Request 1
In the passage below about the Habitats Regulations, translate this sentence into French: "As a large number of these threats result from indirect effects of development next to ancient woodland, these changes will improve the weight afforded to protecting these irreplaceable habitats in planning policy."

Passage shown
--------
Habitats Regulations: limits on powers to amend

Baroness Young, chair of the Woodland Trust and former chief executive of the Environment Agency, moved an amendment to ensure “that powers to amend the Habitats Regulations may only be used for the purposes of environmental improvement following consultation. It ensures that the level of environmental protection that must be maintained includes protection for important habitats, sites and species as well as overall environmental protection

It was passed 201 to 186.

The amendment provides that the Secretary of State may only amend the regulations

for the purposes of—

(a) securing compliance with an international environmental obligation, or

(b) contributing to the favourable conservation status of species or habitats or the favourable condition of protected sites;

(c) if the regulations do not reduce the level of protection provided by the Habitats Regulations, including protection for protected species, habitats or sites; and

(i) following public consultation and consultation with—

(ii) the Office for Environmental Protection,

(iii) Natural England,

(iv) the Joint Nature Conservation Committee, and

(v) other relevant expert bodies.”

Duty to implement an enhanced protection standard for ancient woodland in England

Baroness Young moved an amendment “intended to address the more than 800 ancient woodlands in England that are currently threatened by development. As a large number of these threats result from indirect effects of development next to ancient woodland, these changes will improve the weight afforded to protecting these irreplaceable habitats in planning policy.”
--------
Working data
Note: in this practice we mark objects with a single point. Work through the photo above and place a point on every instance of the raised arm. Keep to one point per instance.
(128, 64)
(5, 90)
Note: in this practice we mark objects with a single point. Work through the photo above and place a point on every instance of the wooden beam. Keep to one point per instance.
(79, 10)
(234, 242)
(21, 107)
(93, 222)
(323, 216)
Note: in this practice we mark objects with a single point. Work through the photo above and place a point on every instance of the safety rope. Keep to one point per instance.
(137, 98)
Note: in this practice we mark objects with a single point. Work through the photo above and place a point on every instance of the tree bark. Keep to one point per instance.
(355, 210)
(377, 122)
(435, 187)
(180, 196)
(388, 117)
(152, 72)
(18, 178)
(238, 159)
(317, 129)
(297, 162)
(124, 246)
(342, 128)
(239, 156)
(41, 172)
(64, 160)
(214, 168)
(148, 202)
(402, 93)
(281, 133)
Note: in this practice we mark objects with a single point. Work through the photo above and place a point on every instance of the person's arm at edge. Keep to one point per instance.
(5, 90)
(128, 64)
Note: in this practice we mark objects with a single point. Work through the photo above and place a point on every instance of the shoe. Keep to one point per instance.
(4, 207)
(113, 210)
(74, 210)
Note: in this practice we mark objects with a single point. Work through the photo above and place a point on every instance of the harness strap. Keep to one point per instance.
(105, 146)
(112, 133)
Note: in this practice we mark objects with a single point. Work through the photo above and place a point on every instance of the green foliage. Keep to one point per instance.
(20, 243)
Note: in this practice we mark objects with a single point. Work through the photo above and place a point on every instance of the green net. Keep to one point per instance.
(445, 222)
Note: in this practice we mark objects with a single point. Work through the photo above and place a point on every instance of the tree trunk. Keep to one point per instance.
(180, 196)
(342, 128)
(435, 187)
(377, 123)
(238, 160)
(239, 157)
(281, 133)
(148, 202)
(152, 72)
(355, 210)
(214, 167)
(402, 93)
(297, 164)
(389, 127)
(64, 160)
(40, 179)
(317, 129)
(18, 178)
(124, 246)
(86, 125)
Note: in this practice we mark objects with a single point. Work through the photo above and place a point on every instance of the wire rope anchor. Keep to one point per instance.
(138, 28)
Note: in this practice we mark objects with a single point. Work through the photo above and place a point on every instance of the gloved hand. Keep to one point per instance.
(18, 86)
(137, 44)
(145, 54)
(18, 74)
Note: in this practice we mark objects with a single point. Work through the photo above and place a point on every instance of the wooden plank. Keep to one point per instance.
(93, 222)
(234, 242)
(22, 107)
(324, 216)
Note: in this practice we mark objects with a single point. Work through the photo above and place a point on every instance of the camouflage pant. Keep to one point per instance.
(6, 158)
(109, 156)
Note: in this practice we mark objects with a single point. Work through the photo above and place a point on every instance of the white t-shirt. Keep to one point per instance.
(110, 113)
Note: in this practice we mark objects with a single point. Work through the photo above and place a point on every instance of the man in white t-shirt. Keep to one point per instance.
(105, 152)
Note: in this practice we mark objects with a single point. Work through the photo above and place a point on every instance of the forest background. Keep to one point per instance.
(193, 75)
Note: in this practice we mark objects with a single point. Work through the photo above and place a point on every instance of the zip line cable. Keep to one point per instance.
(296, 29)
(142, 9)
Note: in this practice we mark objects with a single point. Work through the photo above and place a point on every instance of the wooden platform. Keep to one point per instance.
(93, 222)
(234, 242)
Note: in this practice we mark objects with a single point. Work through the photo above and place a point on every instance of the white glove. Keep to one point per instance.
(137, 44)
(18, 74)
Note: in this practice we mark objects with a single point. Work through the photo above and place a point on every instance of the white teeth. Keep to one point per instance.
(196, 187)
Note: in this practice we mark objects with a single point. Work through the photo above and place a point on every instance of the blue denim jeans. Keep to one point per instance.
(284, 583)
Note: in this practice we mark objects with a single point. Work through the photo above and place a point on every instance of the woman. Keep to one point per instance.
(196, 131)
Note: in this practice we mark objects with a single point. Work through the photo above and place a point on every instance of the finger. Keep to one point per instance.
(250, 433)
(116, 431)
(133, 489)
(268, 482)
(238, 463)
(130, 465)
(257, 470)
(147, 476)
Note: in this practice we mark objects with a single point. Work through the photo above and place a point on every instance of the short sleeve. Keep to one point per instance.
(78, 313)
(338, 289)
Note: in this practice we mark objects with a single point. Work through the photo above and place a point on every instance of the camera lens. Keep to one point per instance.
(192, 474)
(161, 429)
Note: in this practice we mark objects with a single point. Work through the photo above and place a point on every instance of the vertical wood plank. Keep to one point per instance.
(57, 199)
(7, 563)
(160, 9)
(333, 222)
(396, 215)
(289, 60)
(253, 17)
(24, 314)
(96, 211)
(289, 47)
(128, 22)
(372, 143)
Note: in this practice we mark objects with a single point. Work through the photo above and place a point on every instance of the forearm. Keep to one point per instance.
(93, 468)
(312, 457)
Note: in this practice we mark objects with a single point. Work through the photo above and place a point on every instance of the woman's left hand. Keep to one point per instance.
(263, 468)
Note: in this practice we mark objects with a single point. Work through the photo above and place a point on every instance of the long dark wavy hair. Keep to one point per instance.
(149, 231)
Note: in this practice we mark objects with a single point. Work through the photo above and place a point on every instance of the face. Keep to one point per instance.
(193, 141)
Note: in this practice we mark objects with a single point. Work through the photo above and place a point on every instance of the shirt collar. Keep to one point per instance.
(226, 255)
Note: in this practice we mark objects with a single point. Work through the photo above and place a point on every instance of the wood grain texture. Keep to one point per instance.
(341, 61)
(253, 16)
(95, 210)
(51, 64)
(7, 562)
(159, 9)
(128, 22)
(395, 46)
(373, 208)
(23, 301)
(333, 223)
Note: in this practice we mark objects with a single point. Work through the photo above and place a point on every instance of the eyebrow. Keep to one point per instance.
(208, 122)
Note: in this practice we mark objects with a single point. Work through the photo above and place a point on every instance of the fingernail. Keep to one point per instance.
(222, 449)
--------
Request 2
Rewrite only the entries above starting at the line containing "fingernail. Keep to one point per instance." and ending at the last entry, subtracting 6 from every coordinate in the answers.

Worked solution 1
Comme un grand nombre de ces menaces résultent des effets indirects des aménagements situés à proximité des forêts anciennes, ces changements renforceront le poids accordé à la protection de ces habitats irremplaçables dans la politique d'aménagement.

Worked solution 2
Note: in this practice we mark objects with a single point. Work through the photo above and place a point on every instance of the fingernail. Keep to one point per instance.
(216, 443)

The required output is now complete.